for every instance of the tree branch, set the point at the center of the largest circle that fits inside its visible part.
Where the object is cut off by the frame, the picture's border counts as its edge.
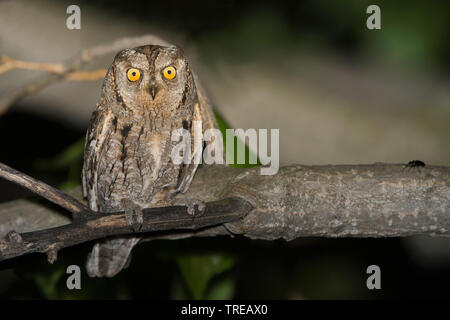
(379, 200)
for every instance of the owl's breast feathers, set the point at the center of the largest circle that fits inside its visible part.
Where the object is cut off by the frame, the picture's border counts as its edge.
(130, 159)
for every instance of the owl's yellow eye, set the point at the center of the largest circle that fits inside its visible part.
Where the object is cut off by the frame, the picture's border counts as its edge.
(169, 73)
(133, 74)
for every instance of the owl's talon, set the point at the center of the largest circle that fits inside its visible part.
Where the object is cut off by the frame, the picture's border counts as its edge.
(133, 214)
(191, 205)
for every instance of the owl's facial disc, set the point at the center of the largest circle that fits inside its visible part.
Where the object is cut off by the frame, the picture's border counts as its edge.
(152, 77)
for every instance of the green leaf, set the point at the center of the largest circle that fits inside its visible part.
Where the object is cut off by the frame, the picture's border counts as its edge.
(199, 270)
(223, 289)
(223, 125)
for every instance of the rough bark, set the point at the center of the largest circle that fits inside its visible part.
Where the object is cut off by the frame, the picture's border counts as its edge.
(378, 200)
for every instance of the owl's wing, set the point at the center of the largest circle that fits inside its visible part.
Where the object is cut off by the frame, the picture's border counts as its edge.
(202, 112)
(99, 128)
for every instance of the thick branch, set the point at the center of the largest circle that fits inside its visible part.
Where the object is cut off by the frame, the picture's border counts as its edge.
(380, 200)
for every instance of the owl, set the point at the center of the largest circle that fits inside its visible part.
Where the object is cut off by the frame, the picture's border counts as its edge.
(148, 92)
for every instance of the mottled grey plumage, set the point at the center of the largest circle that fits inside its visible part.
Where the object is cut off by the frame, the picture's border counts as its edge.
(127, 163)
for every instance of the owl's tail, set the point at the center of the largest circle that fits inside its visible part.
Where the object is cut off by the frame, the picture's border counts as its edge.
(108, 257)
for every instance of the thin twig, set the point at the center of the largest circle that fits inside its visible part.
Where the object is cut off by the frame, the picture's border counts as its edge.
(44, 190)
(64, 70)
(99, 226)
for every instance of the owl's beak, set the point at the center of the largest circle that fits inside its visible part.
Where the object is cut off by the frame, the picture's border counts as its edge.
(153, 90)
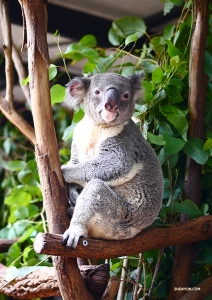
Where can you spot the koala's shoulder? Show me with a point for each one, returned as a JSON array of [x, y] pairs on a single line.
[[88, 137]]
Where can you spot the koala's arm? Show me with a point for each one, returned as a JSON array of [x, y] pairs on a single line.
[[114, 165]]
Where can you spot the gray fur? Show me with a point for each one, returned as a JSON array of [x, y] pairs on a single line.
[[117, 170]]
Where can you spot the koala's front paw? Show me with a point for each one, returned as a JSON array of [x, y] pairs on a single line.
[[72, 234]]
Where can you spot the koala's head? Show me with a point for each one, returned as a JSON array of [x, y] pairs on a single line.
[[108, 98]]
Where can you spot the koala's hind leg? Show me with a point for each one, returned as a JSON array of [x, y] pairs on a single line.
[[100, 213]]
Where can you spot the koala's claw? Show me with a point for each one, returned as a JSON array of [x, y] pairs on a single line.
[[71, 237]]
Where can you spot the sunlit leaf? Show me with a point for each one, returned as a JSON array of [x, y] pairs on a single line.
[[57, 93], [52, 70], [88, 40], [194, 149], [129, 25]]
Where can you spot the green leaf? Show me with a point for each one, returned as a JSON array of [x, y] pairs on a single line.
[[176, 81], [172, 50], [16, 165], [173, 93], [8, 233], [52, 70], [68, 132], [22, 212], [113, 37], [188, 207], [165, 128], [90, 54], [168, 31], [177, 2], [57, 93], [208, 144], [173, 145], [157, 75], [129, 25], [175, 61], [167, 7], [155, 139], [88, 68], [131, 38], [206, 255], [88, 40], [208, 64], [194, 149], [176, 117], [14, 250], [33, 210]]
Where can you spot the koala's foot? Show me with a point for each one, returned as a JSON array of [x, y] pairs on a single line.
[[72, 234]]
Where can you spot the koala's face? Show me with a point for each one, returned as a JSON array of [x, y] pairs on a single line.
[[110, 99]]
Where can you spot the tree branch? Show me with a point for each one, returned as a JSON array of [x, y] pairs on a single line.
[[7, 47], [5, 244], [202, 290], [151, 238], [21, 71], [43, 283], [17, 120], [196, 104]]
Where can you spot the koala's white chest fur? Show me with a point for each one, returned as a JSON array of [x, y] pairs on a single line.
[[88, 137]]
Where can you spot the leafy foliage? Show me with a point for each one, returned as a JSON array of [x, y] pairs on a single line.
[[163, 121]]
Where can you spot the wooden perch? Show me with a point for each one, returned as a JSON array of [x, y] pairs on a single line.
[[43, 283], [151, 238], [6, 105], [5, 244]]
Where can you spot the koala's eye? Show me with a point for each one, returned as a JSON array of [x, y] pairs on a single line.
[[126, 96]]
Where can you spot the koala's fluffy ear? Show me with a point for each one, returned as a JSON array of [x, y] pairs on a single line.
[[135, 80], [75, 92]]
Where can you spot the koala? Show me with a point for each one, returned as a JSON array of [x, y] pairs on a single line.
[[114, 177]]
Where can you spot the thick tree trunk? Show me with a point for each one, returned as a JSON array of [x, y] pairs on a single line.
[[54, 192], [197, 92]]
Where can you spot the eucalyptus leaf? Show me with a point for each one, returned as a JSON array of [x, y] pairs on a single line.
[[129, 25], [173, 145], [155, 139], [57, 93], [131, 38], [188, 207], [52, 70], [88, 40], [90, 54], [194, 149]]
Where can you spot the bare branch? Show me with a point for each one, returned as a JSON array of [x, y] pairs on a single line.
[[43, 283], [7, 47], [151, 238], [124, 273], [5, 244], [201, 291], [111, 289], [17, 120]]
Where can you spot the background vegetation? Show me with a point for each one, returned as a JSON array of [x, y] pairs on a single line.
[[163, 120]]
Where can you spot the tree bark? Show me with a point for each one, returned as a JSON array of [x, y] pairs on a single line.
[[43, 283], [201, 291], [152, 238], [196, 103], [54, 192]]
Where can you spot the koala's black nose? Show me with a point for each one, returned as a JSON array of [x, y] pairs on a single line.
--
TO DO
Output the records above exactly as they are, leaving out the pictures.

THE COMPLETED TASK
for every instance of the tree branch, set the point at the center of the largest circle that fits inside its visible part.
Where the object is cut off by the frame, the picture's border counts as its edge.
(379, 200)
for every instance of the owl's breast feathers, set the point at the center of the largest circle that fits inside its visible part.
Where the object is cut off by the frame, the picture's border counts as its edge.
(130, 159)
for every instance of the owl's yellow eye, set the point at the center of the largest circle that fits inside its visible part.
Where the object is cut off by the frame, the picture's border counts as its edge.
(169, 73)
(133, 74)
for every instance of the owl's talon, set the point at the center of the largest circle that fits inside its visible part.
Where the object is cut off by the frame, the picture's border counts as its edge.
(133, 214)
(191, 205)
for every instance of the owl's facial disc, set the point at the center of the largest circle that fits inside its visible part.
Where the object is cut off by the frame, the picture's border counts as its edge.
(152, 77)
for every instance of the green leaf, set the point at the center of the largest circle that fits inside its visible part.
Where the object is cut off by the frame, the picture's border counts as its edge.
(199, 270)
(223, 289)
(223, 125)
for every instance of the rough bark, set the point at the center of the largest circle that fits inside its visible part.
Where the object is cut off by the frame, the picture's border counts as its edge.
(378, 200)
for every instance of the owl's wing, set the point at the center of the largest circle that fits inside its visible part.
Where the object is cut off by the frame, the picture's border counts as its edge.
(202, 112)
(99, 128)
for every instance of the thick branch, set the point at the center of the largest circle that fits inside its visible part.
Where the object is cut off by the frame, the picture's border counts as its edge.
(380, 200)
for every instance of the owl, set the point at the center of the largest circle that fits inside its visible part.
Where the object is cut off by the frame, the picture's border counts as its edge.
(148, 92)
for every instance of the mottled grey plumage, set the point at the center of the largest circle that fits inside its visible part.
Where the object is cut off by the frame, the picture's border counts as its edge.
(127, 163)
for every instance of the owl's tail, set the point at the center of the largest circle that fits inside its visible part.
Where the object is cut off by the frame, the picture's border counts as its edge.
(108, 257)
for every instance of the thin twig, set the point at the center of the largest circle that fits inside its visible part.
Where the object is cut off by the frame, the picture's border counts as its edge.
(44, 190)
(64, 70)
(99, 226)
for every instance of the owl's beak, set the point at the center of the largest circle that fits inside its visible part.
Where the object is cut off by the frame, the picture's border counts as its edge.
(153, 90)
Where can you spot the koala's shoulder? Show me with a point for each one, returned as a JSON array of [x, y] pairs on a single line.
[[88, 137]]
Where can you spot the koala's arm? Show me with a point for each one, returned as a JSON array of [x, y] pairs on a single line.
[[114, 165]]
Where can you spot the gray fur? Show me with a point for each one, returned as a JSON array of [x, y] pairs on a single line.
[[117, 170]]
Where can you spot the koala's front paw? Show me with a point for each one, returned as a JSON array of [x, y] pairs on a single line.
[[72, 234]]
Where can you spot the koala's head? Show me with a point for each one, returned as a JSON array of [x, y] pairs on a single line.
[[108, 98]]
Where can you spot the koala's hind leg? Show me with a point for each one, returned as a JSON array of [x, y] pairs on a single line.
[[100, 213]]
Where can you spot the koala's claw? Show me with a point for each one, returned as a JSON array of [x, y] pairs on a single line.
[[71, 237]]
Where can you spot the sunlit leaf? Show me with a point for each one, returned as a JSON array of [x, y] pairs on a single line.
[[57, 93], [52, 70], [88, 40], [194, 149], [129, 25]]
Where can you spot the green leaf? Show me with a point for each one, returned as a JSON array of [x, y] pairs on a single line.
[[176, 81], [172, 50], [16, 165], [173, 93], [8, 233], [52, 70], [68, 132], [22, 212], [113, 37], [188, 207], [165, 128], [90, 54], [168, 31], [177, 2], [57, 93], [208, 144], [173, 145], [157, 75], [129, 25], [175, 61], [167, 7], [155, 139], [88, 68], [131, 38], [206, 255], [88, 40], [208, 64], [194, 149], [176, 117], [14, 250], [33, 210]]
Where can you spot the koala's foot? Show me with a point for each one, returned as a JSON array of [x, y] pairs on a single line.
[[72, 234]]
Where can you spot the koala's face? Show me with a point for each one, returned as a JSON array of [x, y] pairs on a single line.
[[110, 99]]
Where can you spot the tree branch? Show me with a point for each one, returned as a JSON array of [x, y] pairs on a single line.
[[7, 47], [5, 244], [202, 290], [151, 238], [21, 71], [43, 283], [17, 120], [196, 104]]
Where can you spot the koala's white chest fur? Show me with a point for each one, returned as a JSON array of [x, y] pairs on a single line.
[[88, 137]]
Where can you spot the leafy foliage? Show me with a point for each one, returned as a JSON array of [x, y] pairs on a single line.
[[163, 121]]
Where can you spot the wooden perch? Show me with a point for each one, returned as a JSON array of [x, y] pairs on a single line.
[[43, 283], [151, 238], [6, 105], [5, 244]]
Where can you spot the koala's eye? Show me with a point for each one, returned as a JSON array of [x, y] pairs on a single line.
[[126, 96]]
Where can you spot the koala's fluffy ear? Show me with a point for each one, returned as a JSON array of [x, y] pairs on a single line.
[[135, 80], [75, 92]]
Where can you spot the koala? Show me with a point for each one, returned as a JSON array of [x, y] pairs on a single line.
[[114, 177]]
Where can you spot the thick tree trunk? Show me with a point for each one, returned as a JSON array of [x, y] pairs on a single line.
[[54, 192], [197, 92]]
Where can you spot the eucalyptus leaf? Show me with a point for each one, returned as a JSON array of [x, y] pairs on a single line.
[[129, 25], [173, 145], [155, 139], [57, 93], [131, 38], [188, 207], [52, 70], [88, 40], [90, 54], [194, 149]]
Where can you spot the bare branch? Show me with a point for each one, returned as a JSON array of [x, y] pairs on a single line.
[[43, 283], [7, 47], [151, 238], [124, 273], [5, 244], [201, 291], [111, 289], [17, 120]]
Where can you spot the background vegetation? Show me with a point for each one, returned as a JSON array of [x, y] pairs on a single line.
[[163, 120]]
Where can you spot the tree bark? Show me with a point for each one, returned as a JSON array of [x, y] pairs on a single line.
[[43, 283], [201, 291], [152, 238], [196, 103], [54, 192]]
Where can you spot the koala's black nose? Show me with a point for each one, returned as a JSON array of [x, y] pairs on a single line.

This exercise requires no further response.